[Requirements]
1/ Write out the part of the pigeon egg thread below from "They will sit" up to and including "the new eggs.", copied word for word.
2/ Pick up the forum thread below about the broken pigeon egg and continue it from its final sentence.

[Passage provided]
# I accidentally broke their egg. Will they lay another one.



## Pigeonfan94 (Feb 15, 2010)

The pair of pigeons that I've been trying to get to breed for a long time FINALLY laid their first egg today. When the parents got off the nest to eat I picked the egg up to inspect it (very stupid, I know). Long story short, I broke the egg. I know they will be laying their 2nd egg soon, but will they lay a 3rd egg to replace the one I broke? So that there will be 2 eggs in the nest?


----------



## conditionfreak (Jan 11, 2008)

No. 

They will sit on and hatch the second egg, and raise you one big healthy baby. Then when that baby is about 20-25 days old, they will lay two eggs again. They will continue to feed the lone baby for awhile longer, while they are sitting on two new eggs.

Do not inspect the new eggs.

By the way. If you want your baby birds banded. You need to obtain bands now, and put them on when the baby is about 5 to 6 days old. Depends on the size of the baby, and what breed.


----------



## Ikon (Feb 11, 2013)

my pair of homer laid another set of eggs after 14 days only. prior to this eggs, only 1 hatched. luckily, they may feed the squab well since it's only 1.


----------



## CMH1211 (Mar 10, 2013)

First, your inspecting the egg to soon. You have to wait a week/5 days till you can be sure there is life in there. When you candle the egg there will be red veins running thru it.

Second, when you are a newbie at this I always suggezt to candle eggs at night right on the nest so u dnt have to worry about dropping the egg. Plus the birds are a lot more willing for u to look at the egg because they are less skittish when they cant see.

[Supplied information]
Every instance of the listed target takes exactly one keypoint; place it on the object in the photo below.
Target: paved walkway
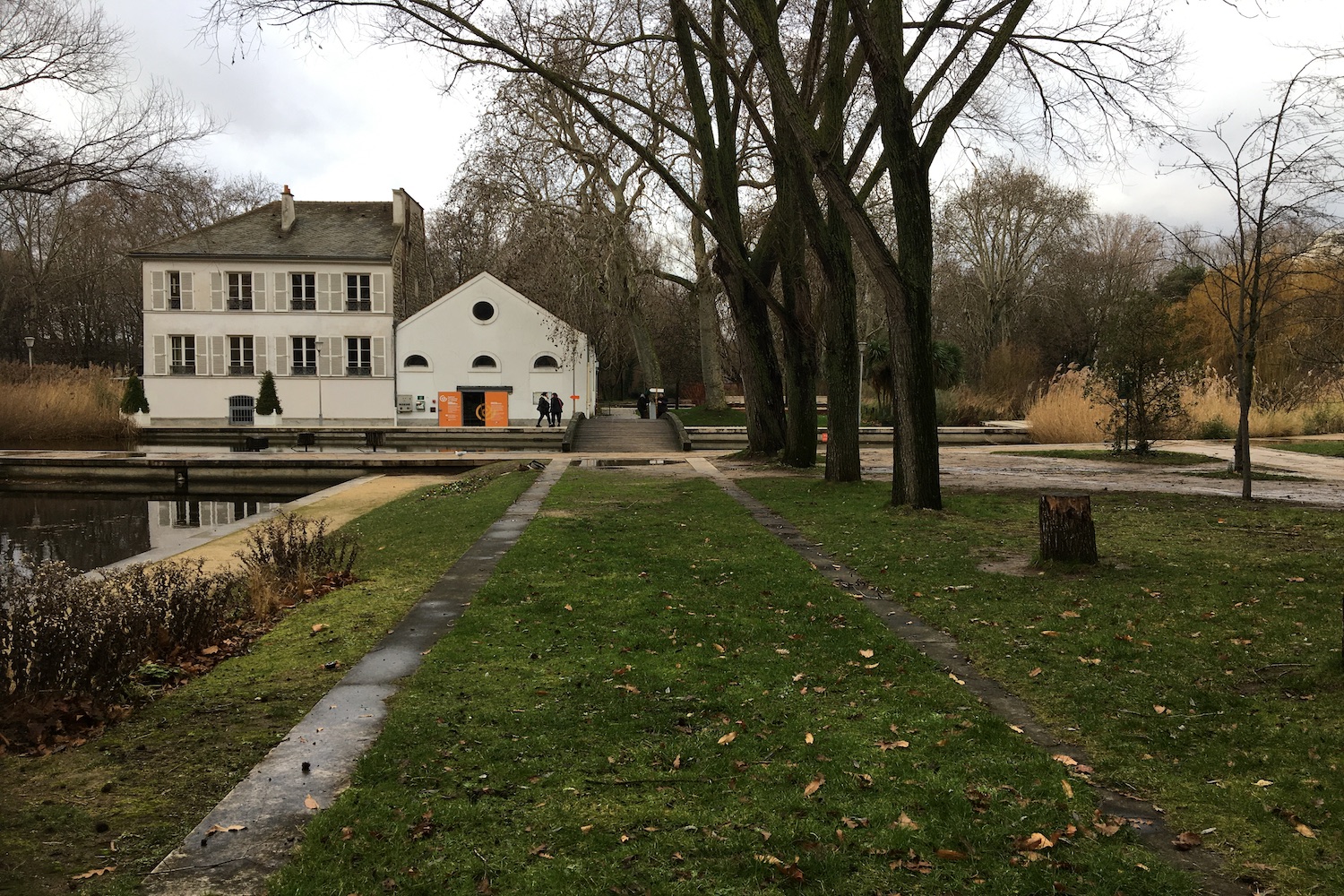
(309, 769)
(314, 763)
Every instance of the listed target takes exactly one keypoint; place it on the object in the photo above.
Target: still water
(89, 530)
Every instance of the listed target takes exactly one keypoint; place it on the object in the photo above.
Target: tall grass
(1064, 414)
(53, 403)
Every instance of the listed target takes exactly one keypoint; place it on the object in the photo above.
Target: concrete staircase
(610, 435)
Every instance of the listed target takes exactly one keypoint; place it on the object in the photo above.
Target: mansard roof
(322, 230)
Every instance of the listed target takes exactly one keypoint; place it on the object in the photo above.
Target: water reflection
(90, 530)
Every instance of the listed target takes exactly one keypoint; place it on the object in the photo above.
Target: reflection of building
(484, 354)
(306, 290)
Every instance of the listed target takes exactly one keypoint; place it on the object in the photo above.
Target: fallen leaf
(1187, 840)
(96, 872)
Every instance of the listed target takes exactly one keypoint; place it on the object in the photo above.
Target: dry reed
(1062, 414)
(53, 403)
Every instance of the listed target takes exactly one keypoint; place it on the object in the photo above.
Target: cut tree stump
(1066, 528)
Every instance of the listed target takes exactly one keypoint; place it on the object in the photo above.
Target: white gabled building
(308, 290)
(483, 354)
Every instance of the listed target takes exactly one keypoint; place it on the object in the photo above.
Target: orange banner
(449, 409)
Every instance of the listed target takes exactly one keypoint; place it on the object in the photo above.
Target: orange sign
(449, 409)
(496, 409)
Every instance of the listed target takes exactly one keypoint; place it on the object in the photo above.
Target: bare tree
(120, 134)
(1281, 177)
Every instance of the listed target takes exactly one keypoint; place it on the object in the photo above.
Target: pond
(94, 530)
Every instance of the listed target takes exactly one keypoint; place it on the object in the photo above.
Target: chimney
(287, 210)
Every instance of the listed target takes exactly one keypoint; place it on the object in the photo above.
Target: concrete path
(250, 833)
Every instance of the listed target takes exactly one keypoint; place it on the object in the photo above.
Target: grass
(1198, 662)
(145, 783)
(1158, 458)
(1333, 447)
(653, 694)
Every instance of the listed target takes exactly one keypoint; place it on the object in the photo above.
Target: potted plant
(268, 411)
(134, 402)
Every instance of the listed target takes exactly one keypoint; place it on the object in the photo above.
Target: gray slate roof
(322, 231)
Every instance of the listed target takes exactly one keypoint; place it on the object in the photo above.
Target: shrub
(134, 400)
(268, 402)
(64, 634)
(287, 555)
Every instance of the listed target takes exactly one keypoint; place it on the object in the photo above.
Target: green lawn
(653, 696)
(1199, 662)
(128, 798)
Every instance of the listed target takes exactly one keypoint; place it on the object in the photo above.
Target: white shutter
(218, 360)
(378, 346)
(378, 296)
(156, 292)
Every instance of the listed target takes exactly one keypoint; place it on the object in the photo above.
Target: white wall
(203, 398)
(451, 338)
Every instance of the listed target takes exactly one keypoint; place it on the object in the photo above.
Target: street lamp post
(863, 347)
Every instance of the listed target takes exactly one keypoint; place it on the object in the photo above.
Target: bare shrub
(1062, 414)
(61, 403)
(287, 555)
(64, 634)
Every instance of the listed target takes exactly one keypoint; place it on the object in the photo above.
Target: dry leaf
(96, 872)
(1187, 840)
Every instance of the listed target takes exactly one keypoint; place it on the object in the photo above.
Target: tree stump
(1066, 528)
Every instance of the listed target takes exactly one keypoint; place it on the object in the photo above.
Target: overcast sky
(349, 121)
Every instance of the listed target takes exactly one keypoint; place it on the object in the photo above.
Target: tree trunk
(1066, 528)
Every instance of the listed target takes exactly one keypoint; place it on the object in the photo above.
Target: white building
(320, 295)
(481, 357)
(308, 290)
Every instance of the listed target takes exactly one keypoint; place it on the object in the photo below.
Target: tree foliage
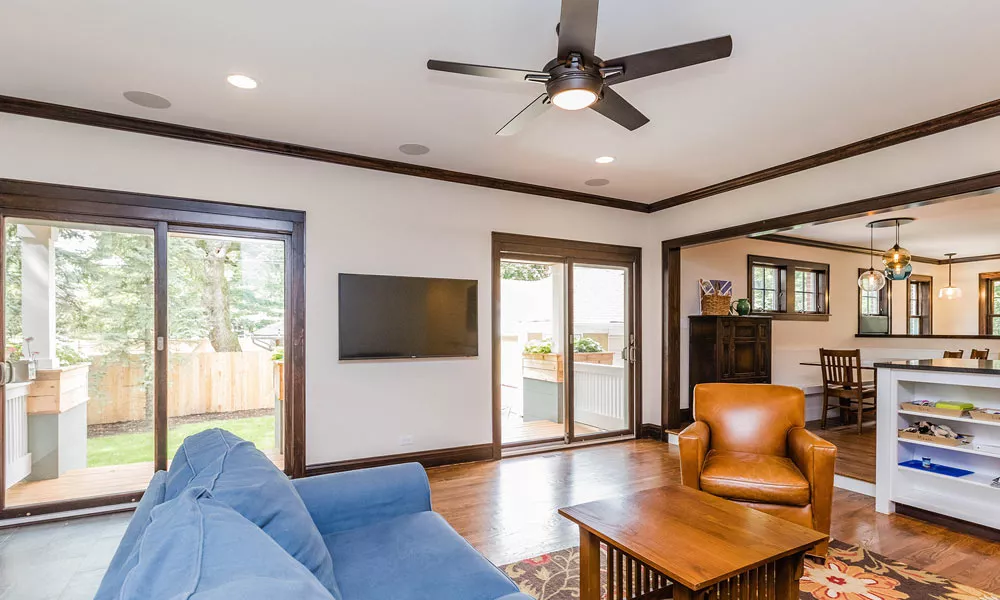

[Answer list]
1/
They will sit on and hatch the second egg, and raise you one big healthy baby. Then when that baby is about 20-25 days old, they will lay two eggs again. They will continue to feed the lone baby for awhile longer, while they are sitting on two new eggs.

Do not inspect the new eggs.

2/
Third, if they are a new pair, in my experience the second egg barely ever hatches befause the cock doesnt do his "job correctly lol. So after 5 days candle the egg to make sure you arent waiting for a squab that will never come.

Fourth, good luck and enjoy your birds.


----------



## spirit wings (Mar 29, 2008)

If I was waiting eggs and excited and new to this, I would of proabably picked it up too to look at it. you will eventually get over that as pigeons lay many eggs in their lifetime..so much so you will get sick of it at some point. don't fret there will me more in the next clutch , if this one hatches after the 19 days and lives she will probably lay more eggs when the youngster is about three weeks old and then the cock will be feeding and she will be laying again. fake eggs are a must if one does not seperate their pairs...every single egg does not need to be hatched, that is how things get too over crowded and a pair should only raise three rounds in a years time to keep healthy and not get run down.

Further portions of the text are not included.